My impression was that there were two simultaneous hearings by the same people in the same place.
There was the actual televised hearing with disparate prepared speeches, and then there was the real underlying reason for the hearing. The partisan battle to eliminate Dodd Frank.
I try very hard to take a non partisan approach to the issues facing appraisers when writing about or for the American Guild of Appraisers (AGA). Obviously AGA is a union organization, though as I’ve said many, many times, we are not your grandpa’s old union. We seek win-win solutions.
It’s important that I also disclose, as I have in public appearances before the Appraisal Foundation (TAF) and the Appraisal Practices Board (APB), I personally happen to be one of the extremely few Republican Union Organizers in America. Those that know me or my history writing here know why I joined an appraisers’ union. I only remind readers of this so that any will understand my views are purely objective and not partisan based. If I could overcome my aversion to traditional unions to organize one, then I submit I AM capable of unbiased analyses. Readers must judge this for themselves.
There is very little in Dodd Frank that (my) GOP objects to, that is important to real estate appraisal. We had appraiser independence requirements long before Dodd Frank. They won’t go away whether Dodd Frank does or not. Frankly, about the only thing Dodd Frank DID do for appraisers is create the illusion that reasonable and customary fees would somehow become enforceable.
We all know what a bad joke that is! Only 38 states of 55 jurisdictions have passed ANY type of AMC regulations to date and very few of those have passed clear or enforceable C&R fee laws (Virginia, NC and LA tried). Dodd Frank merely gives states the right to ignore C&R IF they choose to. There was never a credible enforcement mechanism.
So, it will not truly affect appraisers if Dodd Frank were to be rescinded in its entirety. We’d still have the battle to get federal support for ENFORCEABLE reasonable fees. Can we just drop the pretense of “customary”? Working for less than a fast food worker EVER, is not ‘customary OR reasonable’!
Where Dodd Frank DOES become an issue is in the ongoing partisan war between the Democratic Party and the Republican Party. Dodd Frank created the Consumer Financial Protection Bureau (CFPB) which does appear to have benefited regular taxpaying American citizens and investors already. Case in point is Wells Fargo and its well publicized FRAUDULENT treatment of customer accounts. Dodd Frank does benefit taxpayers. Whether the same protections could be done differently is open for discussion. Those cases are not appraiser issues.

Provided data:

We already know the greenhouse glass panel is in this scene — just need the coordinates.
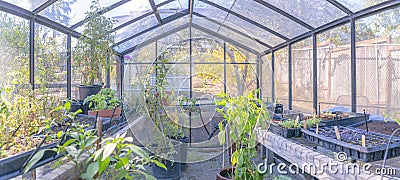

Task instructions:
Answer from the commentary on Dodd Frank and appraisers:
(a) What union organization does the writer write about or for?
(b) How many jurisdictions have passed any type of AMC regulations, and out of how many total?
(c) Which agency did Dodd Frank create?
The lines above are not needed here.

Output:
(a) The American Guild of Appraisers (AGA).
(b) 38 states of 55 jurisdictions.
(c) The Consumer Financial Protection Bureau (CFPB).